Task prompt ->
For each line of the data that includes the word "Target", copy the line.

Collection entries:
....................
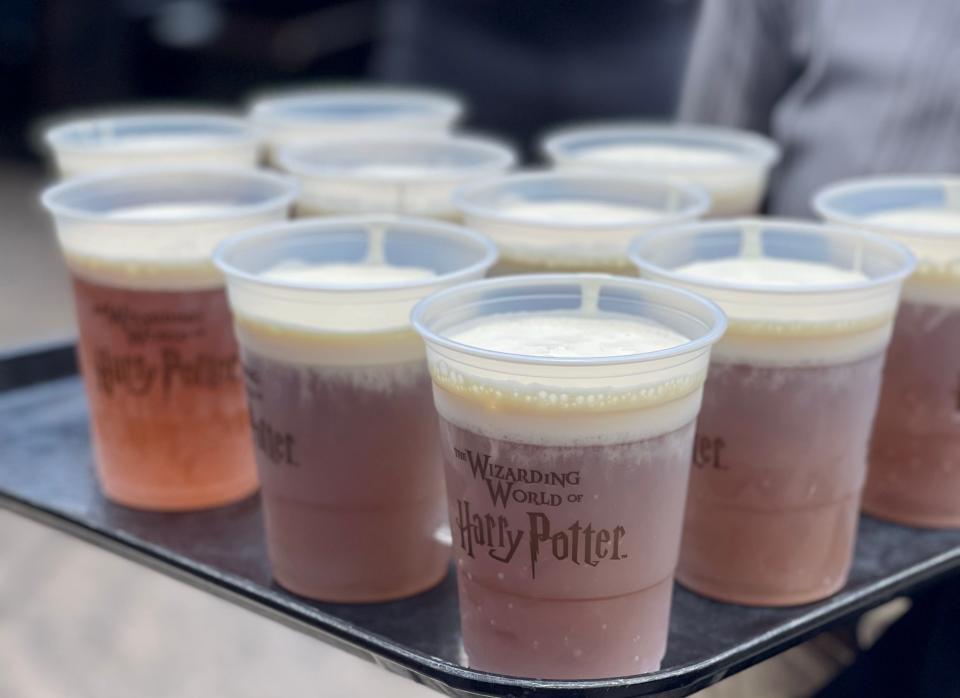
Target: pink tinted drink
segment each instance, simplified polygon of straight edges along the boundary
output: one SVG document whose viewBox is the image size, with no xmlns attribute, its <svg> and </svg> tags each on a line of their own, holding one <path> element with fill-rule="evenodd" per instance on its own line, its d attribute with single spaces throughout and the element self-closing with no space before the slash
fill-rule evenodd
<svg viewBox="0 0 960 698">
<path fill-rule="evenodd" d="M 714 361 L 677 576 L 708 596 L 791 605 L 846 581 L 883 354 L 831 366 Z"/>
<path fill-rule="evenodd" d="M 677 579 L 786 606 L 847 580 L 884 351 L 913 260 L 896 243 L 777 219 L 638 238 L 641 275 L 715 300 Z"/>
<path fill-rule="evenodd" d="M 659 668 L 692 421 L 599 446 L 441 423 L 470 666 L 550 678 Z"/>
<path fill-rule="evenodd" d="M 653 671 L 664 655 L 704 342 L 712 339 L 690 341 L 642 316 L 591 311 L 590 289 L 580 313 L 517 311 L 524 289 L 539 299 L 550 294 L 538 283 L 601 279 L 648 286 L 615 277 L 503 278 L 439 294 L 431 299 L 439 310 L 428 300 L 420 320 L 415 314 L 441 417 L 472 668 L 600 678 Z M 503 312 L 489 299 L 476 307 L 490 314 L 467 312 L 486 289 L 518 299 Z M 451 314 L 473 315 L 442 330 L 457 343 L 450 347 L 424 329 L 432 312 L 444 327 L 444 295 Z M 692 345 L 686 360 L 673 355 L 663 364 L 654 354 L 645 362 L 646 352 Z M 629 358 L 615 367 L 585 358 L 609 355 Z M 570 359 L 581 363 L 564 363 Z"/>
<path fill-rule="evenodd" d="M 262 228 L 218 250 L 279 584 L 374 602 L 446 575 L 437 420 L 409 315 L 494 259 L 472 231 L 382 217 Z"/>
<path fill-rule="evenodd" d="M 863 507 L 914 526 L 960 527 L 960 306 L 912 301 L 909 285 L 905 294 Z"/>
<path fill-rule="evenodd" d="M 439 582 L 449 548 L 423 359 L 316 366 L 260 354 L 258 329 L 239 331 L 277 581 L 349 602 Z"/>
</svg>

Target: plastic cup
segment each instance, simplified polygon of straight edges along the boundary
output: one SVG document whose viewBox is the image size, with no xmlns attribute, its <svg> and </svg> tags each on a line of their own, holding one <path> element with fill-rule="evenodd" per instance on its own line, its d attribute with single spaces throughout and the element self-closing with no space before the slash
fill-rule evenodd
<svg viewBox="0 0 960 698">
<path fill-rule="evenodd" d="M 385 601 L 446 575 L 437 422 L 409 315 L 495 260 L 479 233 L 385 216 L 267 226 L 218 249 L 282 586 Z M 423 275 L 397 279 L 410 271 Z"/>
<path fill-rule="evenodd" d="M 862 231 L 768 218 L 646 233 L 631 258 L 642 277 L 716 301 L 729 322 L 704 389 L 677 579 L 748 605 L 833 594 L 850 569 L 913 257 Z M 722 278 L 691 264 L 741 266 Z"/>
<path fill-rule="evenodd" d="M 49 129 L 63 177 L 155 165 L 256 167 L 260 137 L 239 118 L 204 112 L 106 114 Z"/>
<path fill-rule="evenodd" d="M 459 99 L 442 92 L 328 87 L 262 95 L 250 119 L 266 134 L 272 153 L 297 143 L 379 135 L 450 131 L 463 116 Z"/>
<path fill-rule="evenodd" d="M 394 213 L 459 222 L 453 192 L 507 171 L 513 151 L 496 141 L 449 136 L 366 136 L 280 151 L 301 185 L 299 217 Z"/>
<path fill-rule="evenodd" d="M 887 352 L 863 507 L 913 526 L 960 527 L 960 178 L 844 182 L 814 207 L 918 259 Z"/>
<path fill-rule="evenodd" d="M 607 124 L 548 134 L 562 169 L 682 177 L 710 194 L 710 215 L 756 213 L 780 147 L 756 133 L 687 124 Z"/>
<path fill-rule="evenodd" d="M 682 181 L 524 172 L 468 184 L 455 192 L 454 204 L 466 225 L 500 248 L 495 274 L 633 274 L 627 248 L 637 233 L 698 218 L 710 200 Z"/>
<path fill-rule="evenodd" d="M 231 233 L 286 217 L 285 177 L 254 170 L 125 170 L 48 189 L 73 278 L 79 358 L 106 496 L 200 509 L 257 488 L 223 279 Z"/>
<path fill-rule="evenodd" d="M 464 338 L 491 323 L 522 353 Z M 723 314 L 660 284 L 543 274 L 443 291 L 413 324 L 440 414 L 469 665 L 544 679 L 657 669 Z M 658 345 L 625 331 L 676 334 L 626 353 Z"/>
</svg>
....................
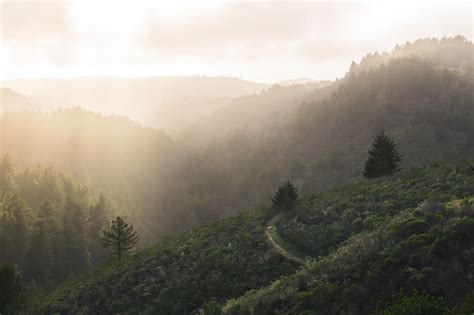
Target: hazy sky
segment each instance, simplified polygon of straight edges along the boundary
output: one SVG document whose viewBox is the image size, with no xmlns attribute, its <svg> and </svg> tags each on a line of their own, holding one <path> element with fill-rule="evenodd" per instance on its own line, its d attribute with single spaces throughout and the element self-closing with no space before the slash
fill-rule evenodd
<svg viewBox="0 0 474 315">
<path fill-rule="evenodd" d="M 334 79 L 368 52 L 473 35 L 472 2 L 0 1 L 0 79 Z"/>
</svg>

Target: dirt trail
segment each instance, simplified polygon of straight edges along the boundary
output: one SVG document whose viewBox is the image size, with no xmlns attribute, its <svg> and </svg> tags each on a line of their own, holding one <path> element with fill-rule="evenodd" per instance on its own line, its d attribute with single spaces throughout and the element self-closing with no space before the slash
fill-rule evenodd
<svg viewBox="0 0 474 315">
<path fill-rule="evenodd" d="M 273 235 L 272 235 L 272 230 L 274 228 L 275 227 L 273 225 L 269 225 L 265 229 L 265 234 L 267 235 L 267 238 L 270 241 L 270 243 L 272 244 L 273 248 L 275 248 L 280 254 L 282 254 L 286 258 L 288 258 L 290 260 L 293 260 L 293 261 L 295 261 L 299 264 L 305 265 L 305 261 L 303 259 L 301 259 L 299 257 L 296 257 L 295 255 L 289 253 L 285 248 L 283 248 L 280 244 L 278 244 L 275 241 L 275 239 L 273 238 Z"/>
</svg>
....................
Output below ->
Target: pink tinted drink
Target: plastic cup
Target: hazy sky
Target: dirt trail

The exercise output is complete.